WHAT TO PRODUCE:
Print each entry in full, word for word, with no pictures in the result.

──────── MATERIAL FOR THE TASK

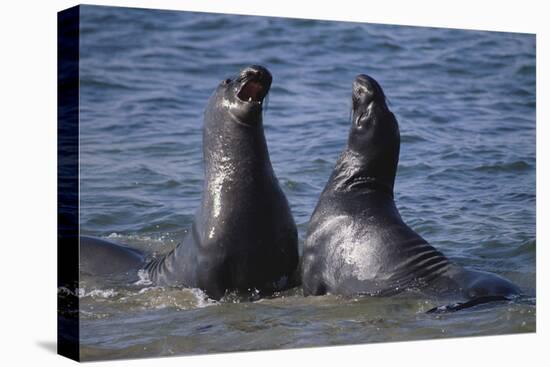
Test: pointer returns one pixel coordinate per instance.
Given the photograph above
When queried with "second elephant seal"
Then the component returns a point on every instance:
(357, 242)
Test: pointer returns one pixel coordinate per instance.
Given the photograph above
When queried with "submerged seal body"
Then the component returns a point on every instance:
(243, 237)
(357, 242)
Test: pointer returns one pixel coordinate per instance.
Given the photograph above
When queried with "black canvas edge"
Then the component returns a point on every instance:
(68, 325)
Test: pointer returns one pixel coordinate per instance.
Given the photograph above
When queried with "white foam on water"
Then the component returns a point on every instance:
(97, 293)
(202, 299)
(143, 278)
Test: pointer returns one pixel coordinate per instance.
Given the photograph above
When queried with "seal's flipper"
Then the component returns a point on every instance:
(471, 303)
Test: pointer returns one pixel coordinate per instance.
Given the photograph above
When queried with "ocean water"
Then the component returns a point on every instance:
(465, 102)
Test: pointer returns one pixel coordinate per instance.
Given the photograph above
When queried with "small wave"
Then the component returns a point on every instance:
(504, 167)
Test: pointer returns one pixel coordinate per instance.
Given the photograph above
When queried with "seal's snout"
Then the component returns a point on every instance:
(255, 83)
(364, 87)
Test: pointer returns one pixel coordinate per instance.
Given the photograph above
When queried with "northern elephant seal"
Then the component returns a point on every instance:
(357, 242)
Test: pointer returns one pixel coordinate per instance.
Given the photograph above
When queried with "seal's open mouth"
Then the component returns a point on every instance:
(252, 91)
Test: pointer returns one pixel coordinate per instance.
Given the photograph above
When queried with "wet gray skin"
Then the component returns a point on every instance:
(243, 237)
(357, 242)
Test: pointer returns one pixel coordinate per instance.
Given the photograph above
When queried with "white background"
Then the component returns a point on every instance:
(28, 181)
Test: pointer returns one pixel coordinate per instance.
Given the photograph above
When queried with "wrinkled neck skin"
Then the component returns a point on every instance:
(355, 172)
(228, 141)
(369, 162)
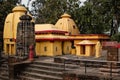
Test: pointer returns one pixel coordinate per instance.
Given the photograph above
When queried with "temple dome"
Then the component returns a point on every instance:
(19, 8)
(67, 24)
(65, 15)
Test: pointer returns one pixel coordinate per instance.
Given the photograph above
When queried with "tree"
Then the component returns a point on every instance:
(95, 17)
(6, 7)
(49, 11)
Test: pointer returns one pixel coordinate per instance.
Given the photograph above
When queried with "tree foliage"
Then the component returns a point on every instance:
(6, 7)
(49, 11)
(95, 16)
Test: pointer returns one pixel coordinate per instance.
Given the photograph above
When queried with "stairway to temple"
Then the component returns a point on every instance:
(4, 70)
(45, 70)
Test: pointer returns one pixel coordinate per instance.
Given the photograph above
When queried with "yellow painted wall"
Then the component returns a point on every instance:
(40, 48)
(67, 47)
(87, 50)
(78, 50)
(57, 48)
(50, 48)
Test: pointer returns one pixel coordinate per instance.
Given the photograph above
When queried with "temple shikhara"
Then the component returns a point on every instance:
(55, 51)
(53, 39)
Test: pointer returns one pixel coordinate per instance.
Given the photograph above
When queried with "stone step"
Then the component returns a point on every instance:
(3, 69)
(40, 76)
(45, 63)
(108, 74)
(23, 77)
(52, 68)
(4, 77)
(108, 70)
(43, 71)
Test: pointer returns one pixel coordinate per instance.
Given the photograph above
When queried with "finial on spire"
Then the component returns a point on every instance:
(19, 2)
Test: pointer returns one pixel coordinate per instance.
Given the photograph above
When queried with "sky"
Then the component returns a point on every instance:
(26, 1)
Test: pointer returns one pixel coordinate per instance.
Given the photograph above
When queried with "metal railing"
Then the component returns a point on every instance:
(86, 63)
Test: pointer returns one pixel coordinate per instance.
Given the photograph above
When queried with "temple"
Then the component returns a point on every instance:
(53, 39)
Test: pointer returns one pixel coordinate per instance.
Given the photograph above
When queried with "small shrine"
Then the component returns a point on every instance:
(51, 40)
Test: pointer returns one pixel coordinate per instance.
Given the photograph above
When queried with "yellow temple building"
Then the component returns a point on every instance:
(52, 40)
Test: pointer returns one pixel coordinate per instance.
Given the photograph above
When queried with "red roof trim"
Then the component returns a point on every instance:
(51, 31)
(90, 35)
(52, 39)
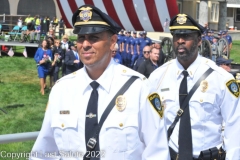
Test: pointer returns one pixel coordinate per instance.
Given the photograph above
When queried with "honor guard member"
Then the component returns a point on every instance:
(119, 40)
(144, 41)
(134, 48)
(102, 111)
(198, 96)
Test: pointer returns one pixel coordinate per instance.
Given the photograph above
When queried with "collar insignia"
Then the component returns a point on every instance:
(182, 18)
(121, 103)
(85, 13)
(233, 88)
(204, 85)
(155, 102)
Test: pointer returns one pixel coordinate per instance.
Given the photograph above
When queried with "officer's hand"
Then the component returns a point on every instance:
(76, 61)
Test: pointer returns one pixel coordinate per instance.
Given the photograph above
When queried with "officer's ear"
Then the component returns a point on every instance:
(113, 41)
(199, 40)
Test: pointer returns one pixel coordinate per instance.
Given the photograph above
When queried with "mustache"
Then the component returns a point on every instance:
(181, 46)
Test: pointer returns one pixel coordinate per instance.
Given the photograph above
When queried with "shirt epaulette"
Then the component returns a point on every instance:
(129, 72)
(69, 76)
(216, 68)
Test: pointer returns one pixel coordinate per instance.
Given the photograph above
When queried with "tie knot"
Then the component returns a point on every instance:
(185, 73)
(94, 85)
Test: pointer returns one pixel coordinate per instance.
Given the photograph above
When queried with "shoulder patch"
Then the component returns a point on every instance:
(233, 87)
(154, 100)
(46, 106)
(69, 76)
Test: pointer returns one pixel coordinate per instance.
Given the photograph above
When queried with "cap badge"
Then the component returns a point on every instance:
(233, 88)
(182, 18)
(204, 85)
(154, 100)
(120, 103)
(85, 13)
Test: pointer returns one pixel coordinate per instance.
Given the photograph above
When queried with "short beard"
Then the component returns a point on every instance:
(188, 53)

────────────────

TASK OUTPUT:
Test: pointer returns one pixel coordinate per instance.
Given the photograph above
When queried with "second elephant seal"
Then the component returns a point on every instance:
(357, 242)
Test: pointer returns one pixel coordinate per instance.
Given the photograph above
When queried with "submerged seal body"
Then the component returns a point on every instance:
(243, 237)
(357, 242)
Test: pointer returns one pixel coordinate per instance.
Given the photograph above
When queried with "black canvas edge"
Then the component returns a point on every instance:
(68, 325)
Test: pointer returns one pixel coordinate per instance.
Given the photograph above
When queried with "white foam on water"
Then the component returns a point on every instance:
(97, 293)
(202, 299)
(143, 278)
Test: pointer returns one pixel coordinate per instance.
Given the photograph above
When queried with "seal's flipper"
Then the component returns a point on every instance:
(471, 303)
Test: pointer returns one pixel coordinate per instance.
Given the photograph above
When queried with "ocean water"
Then the component returns a point on every instance:
(465, 102)
Test: pointer returns one pixel coordinate per instance.
Given the photograph above
When queried with "small wave"
Then the component returns a point on every instance:
(504, 167)
Test: pointer returns one pixel coordinate per instance.
Given the photograph above
When queried with "seal's snout"
Then the component returns a point on every instance:
(255, 83)
(364, 87)
Test: pointer returns one pixel coordinate per instance.
Given the photograph above
When queried with "northern elephant seal"
Then the component returns a point on every instance:
(357, 242)
Test: pointer returns one pixel coordinate per instance.
Given the photograph above
When queried with "seal's open mouth"
Then the component returns a point on every instance:
(252, 91)
Test: pointer returns one pixel coordinate per instance.
Given the photograph above
When queried with "wet gray skin"
Then the component returns a point on every instance:
(243, 237)
(357, 242)
Test: pointer returns one pixel coordinate per instance.
Given the photograph above
When queried with "white background"
Then the component returns a point on every instance:
(28, 181)
Test: pointer returns one pixel coordinate per instance.
Given the photograph above
When queried with "wrinkled neck skin"
Then the component returns a point on every instance:
(355, 172)
(228, 141)
(369, 162)
Test: pointer returns one pixel coordinate per instance.
Given the photograph above
When queried with "temple dome"
Then the component returns a point on every instance:
(19, 8)
(67, 24)
(65, 15)
Test: pointer returns one pixel coordinate per instance.
Given the photograph above
When queried with "tree"
Then the component returns a point on every instance:
(95, 17)
(6, 7)
(49, 11)
Test: pointer returns one pixel coordinate per instance.
Given the photograph above
When queried with "tree foliage"
Then the component returns a point on every instance:
(6, 7)
(49, 11)
(95, 16)
Test: pointer returns one pixel coordinate per instance.
Given the photograph above
When queried with "stairway to temple"
Then the component returns a point on every instance:
(4, 70)
(45, 70)
Test: pointer returns one pixel coordinate per instance.
Given the photograph above
When queried with "yellow painted wall"
Then the component returns a point on every instance:
(40, 48)
(67, 47)
(87, 50)
(78, 50)
(57, 48)
(50, 48)
Test: pointer returns one pixel coordinate per instance.
Given the photograph above
When queried with "temple shikhara"
Then the component returns a point on every instance:
(55, 51)
(53, 39)
Test: pointer returns one pixel coordinate per instance.
Given the photograph above
When queried with "stone step"
Then the component returns a point on every instance:
(3, 69)
(40, 76)
(45, 63)
(108, 74)
(23, 77)
(52, 68)
(4, 77)
(108, 70)
(43, 71)
Test: pointer returns one pixel coordinate per instance.
Given the photograph above
When queried with "finial on spire"
Then the component returns a point on every instance:
(19, 2)
Test: pointer returns one pixel coordinate per instance.
Given the photograph above
When queried with "sky"
Then the component returns a point on every instance:
(26, 1)
Test: pointer returns one pixel coordinate per instance.
Given the photograph above
When queried with "metal railing"
Then the component returns a point on every instance:
(86, 63)
Test: pointer returns one pixel coordinate per instance.
Given the photograph above
When queried with "temple"
Then the component returns a point on every instance:
(53, 39)
Test: pointer returns one pixel coordinate per instance.
Given the photograph above
When queried with "small shrine"
Then the component returns a point on every instance:
(51, 40)
Test: pointer returns one pixel coordinate per instance.
Given the photograph above
When queried with "yellow temple building"
Then the component returns a point on every instance:
(52, 40)
Test: pointer returns one pixel coordinate per instance.
Given the photograph above
When queried with "red roof trim"
Then the component returns a point on every instance:
(51, 31)
(90, 35)
(52, 39)
Test: pointer returns one pixel coordinate per instance.
Given the photograph above
When queried with "honor guard member"
Then the component returns a point on every instance:
(119, 40)
(144, 41)
(134, 48)
(102, 111)
(198, 96)
Test: pointer returns one pixel coordinate per instance.
Given the photograph above
When queried with "collar insignia"
Then the component returns a point on every instance:
(182, 18)
(121, 103)
(85, 13)
(233, 88)
(204, 85)
(155, 102)
Test: pointer returns one pixel coordinate per instance.
Given the photograph above
When queried with "officer's hand"
Then the component returns a point on every instance:
(76, 61)
Test: pointer returns one pixel coordinate per instance.
Given the photograph above
When queried with "officer's ear"
Then the component returns a point on every instance:
(113, 41)
(199, 40)
Test: pointer returns one pixel coordinate per instance.
Given the photograph above
When queried with "mustache"
Then the component returns a point on every instance:
(181, 46)
Test: pointer returns one pixel coordinate per instance.
Given the photograph above
When queried with "shirt epaulette"
Then the component returns a point on every instance:
(129, 72)
(69, 76)
(216, 68)
Test: pointer returns one pixel coordinate per instance.
Given the photograph above
When queried with "tie knot"
Then the component returns a point on every instance:
(185, 73)
(94, 85)
Test: pointer returns one pixel coordinate per instance.
Given the photograph above
When queried with "shoulder patch"
Then the component returns a point on every instance:
(233, 87)
(154, 100)
(46, 106)
(69, 76)
Test: pointer returns one pixel coordinate per instance.
Given the photograph above
When queried with "cap badge"
Then the component returns a point on every instance:
(233, 88)
(182, 18)
(204, 85)
(154, 100)
(120, 103)
(85, 13)
Test: pointer returns one pixel coordinate per instance.
Given the photograph above
When queried with "short beard"
Then the component returns a point on every instance:
(188, 53)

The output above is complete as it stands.